Convert the data below into a Markdown table with the columns "Row" and "Line," numbering each line and skipping blank lines. Leave the pictures out of the table.
START GIVEN RECORDS
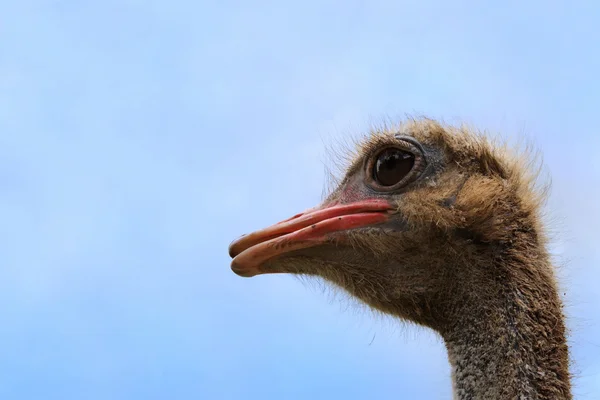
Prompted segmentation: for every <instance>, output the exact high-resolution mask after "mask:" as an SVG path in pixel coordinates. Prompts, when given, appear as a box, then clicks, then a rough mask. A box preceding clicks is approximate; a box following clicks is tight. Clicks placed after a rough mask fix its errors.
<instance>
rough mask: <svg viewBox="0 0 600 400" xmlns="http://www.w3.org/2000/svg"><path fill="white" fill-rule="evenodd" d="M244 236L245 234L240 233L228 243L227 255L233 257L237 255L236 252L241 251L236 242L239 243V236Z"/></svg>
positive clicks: (240, 236)
mask: <svg viewBox="0 0 600 400" xmlns="http://www.w3.org/2000/svg"><path fill="white" fill-rule="evenodd" d="M244 236H246V235H242V236H240V237H239V238H238V239H236V240H234V241H233V242H231V244H230V245H229V257H231V258H234V257H235V256H237V255H238V254H240V253H241V252H240V251H239V249H238V246H237V244H238V243H239V240H240V239H241V238H243V237H244Z"/></svg>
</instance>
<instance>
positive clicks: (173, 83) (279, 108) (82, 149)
END GIVEN RECORDS
_ANSWER TO THIS TASK_:
| Row | Line |
|---|---|
| 1 | Prompted segmentation: for every <instance>, output the exact high-resolution mask after "mask:" as an SVG path in pixel coordinates. Prompts, when given, appear as a box, then clicks, then a rough mask. A box preceding clicks is approximate; a box following clicks is tight. Clicks placed after a rough mask fix its errors. |
| 2 | <instance> |
| 3 | rough mask: <svg viewBox="0 0 600 400" xmlns="http://www.w3.org/2000/svg"><path fill="white" fill-rule="evenodd" d="M244 236L245 234L240 233L228 243L227 255L233 257L237 255L236 252L241 251L236 242L239 243V236Z"/></svg> |
| 4 | positive clicks: (240, 236) |
| 5 | mask: <svg viewBox="0 0 600 400" xmlns="http://www.w3.org/2000/svg"><path fill="white" fill-rule="evenodd" d="M244 236H246V235H242V236H240V237H239V238H238V239H236V240H234V241H233V242H231V244H230V245H229V257H231V258H234V257H235V256H237V255H238V254H240V253H241V252H240V251H239V249H238V246H237V244H238V243H239V240H240V239H241V238H243V237H244Z"/></svg> |
| 6 | </instance> |
| 7 | <instance> |
| 8 | positive clicks: (173, 83) (279, 108) (82, 149) |